WHAT THE EXERCISE ASKS ▸
Copy every line from the start of the entries through the line holding "362 382 L 349", inclusive, keeping the requests word for word. Multiply each coordinate in the answers by 1.8, round to whole numbers with halves going up, and leave all other numbers unchanged.
##### LISTED RECORDS #####
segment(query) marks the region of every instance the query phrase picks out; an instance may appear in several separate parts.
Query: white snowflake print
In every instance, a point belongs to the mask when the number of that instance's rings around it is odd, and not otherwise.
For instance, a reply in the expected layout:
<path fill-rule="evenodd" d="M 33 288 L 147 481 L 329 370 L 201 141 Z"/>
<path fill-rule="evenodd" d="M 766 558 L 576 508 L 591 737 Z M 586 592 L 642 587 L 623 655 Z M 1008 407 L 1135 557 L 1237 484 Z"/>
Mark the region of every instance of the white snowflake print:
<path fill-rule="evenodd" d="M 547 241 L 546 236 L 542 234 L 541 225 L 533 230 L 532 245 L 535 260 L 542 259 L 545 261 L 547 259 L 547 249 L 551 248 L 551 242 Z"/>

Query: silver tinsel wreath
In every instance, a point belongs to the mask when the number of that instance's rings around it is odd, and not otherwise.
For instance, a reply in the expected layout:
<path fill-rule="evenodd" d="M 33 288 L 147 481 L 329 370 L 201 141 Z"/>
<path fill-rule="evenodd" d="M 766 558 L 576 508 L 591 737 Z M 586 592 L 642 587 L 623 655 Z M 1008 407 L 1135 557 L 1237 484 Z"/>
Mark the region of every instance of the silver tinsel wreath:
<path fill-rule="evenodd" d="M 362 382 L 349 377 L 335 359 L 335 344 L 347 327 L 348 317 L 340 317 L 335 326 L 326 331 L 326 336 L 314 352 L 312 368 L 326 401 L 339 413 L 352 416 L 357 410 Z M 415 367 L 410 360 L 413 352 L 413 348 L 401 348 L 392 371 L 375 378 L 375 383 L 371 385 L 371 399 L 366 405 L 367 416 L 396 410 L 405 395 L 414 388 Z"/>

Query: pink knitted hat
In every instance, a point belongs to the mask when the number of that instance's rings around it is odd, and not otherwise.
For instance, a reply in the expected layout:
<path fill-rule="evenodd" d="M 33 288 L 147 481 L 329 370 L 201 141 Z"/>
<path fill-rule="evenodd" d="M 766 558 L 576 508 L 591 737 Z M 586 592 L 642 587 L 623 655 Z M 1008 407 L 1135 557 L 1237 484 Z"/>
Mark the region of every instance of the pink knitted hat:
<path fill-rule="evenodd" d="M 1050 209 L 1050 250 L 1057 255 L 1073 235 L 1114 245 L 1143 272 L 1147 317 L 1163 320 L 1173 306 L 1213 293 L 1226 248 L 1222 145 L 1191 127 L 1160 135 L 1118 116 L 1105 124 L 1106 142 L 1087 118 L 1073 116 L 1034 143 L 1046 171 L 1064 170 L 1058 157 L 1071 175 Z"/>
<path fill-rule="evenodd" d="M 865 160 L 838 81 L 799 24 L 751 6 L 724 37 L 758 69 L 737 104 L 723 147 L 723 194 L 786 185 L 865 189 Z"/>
#####
FULL ANSWER ▸
segment(query) marks the region of every instance the query phrase picks out; an instance may appear in several separate parts.
Query: white snowflake print
In every instance, a point belongs to the mask when the number of that instance's rings around it is odd, and not otherwise.
For instance, a reply in the expected layout:
<path fill-rule="evenodd" d="M 33 288 L 147 481 L 329 370 L 201 141 Z"/>
<path fill-rule="evenodd" d="M 766 558 L 576 508 L 591 737 Z M 586 592 L 642 587 L 623 655 Z M 1008 407 L 1135 557 L 1237 484 Z"/>
Mark the region of every instance of the white snowflake print:
<path fill-rule="evenodd" d="M 985 434 L 983 425 L 976 421 L 974 405 L 959 414 L 958 441 L 963 468 L 976 466 L 981 470 L 985 466 L 985 448 L 992 446 L 992 436 Z"/>

Query: silver tinsel wreath
In every instance, a point belongs to the mask when the number of that instance's rings around it is odd, and not otherwise.
For instance, a reply in the expected layout:
<path fill-rule="evenodd" d="M 33 288 L 147 481 L 329 370 L 201 141 Z"/>
<path fill-rule="evenodd" d="M 766 558 L 576 508 L 591 737 Z M 586 592 L 642 587 L 623 655 Z M 1008 407 L 1135 557 L 1237 484 Z"/>
Mark the region of every instance of the silver tinsel wreath:
<path fill-rule="evenodd" d="M 652 688 L 628 679 L 603 646 L 603 619 L 625 589 L 626 571 L 612 571 L 603 587 L 587 596 L 587 605 L 565 634 L 562 662 L 587 722 L 610 743 L 634 749 L 643 738 Z M 747 661 L 738 648 L 743 634 L 743 626 L 722 626 L 706 668 L 675 680 L 675 689 L 668 693 L 668 718 L 659 729 L 661 749 L 713 738 L 729 711 L 745 698 Z"/>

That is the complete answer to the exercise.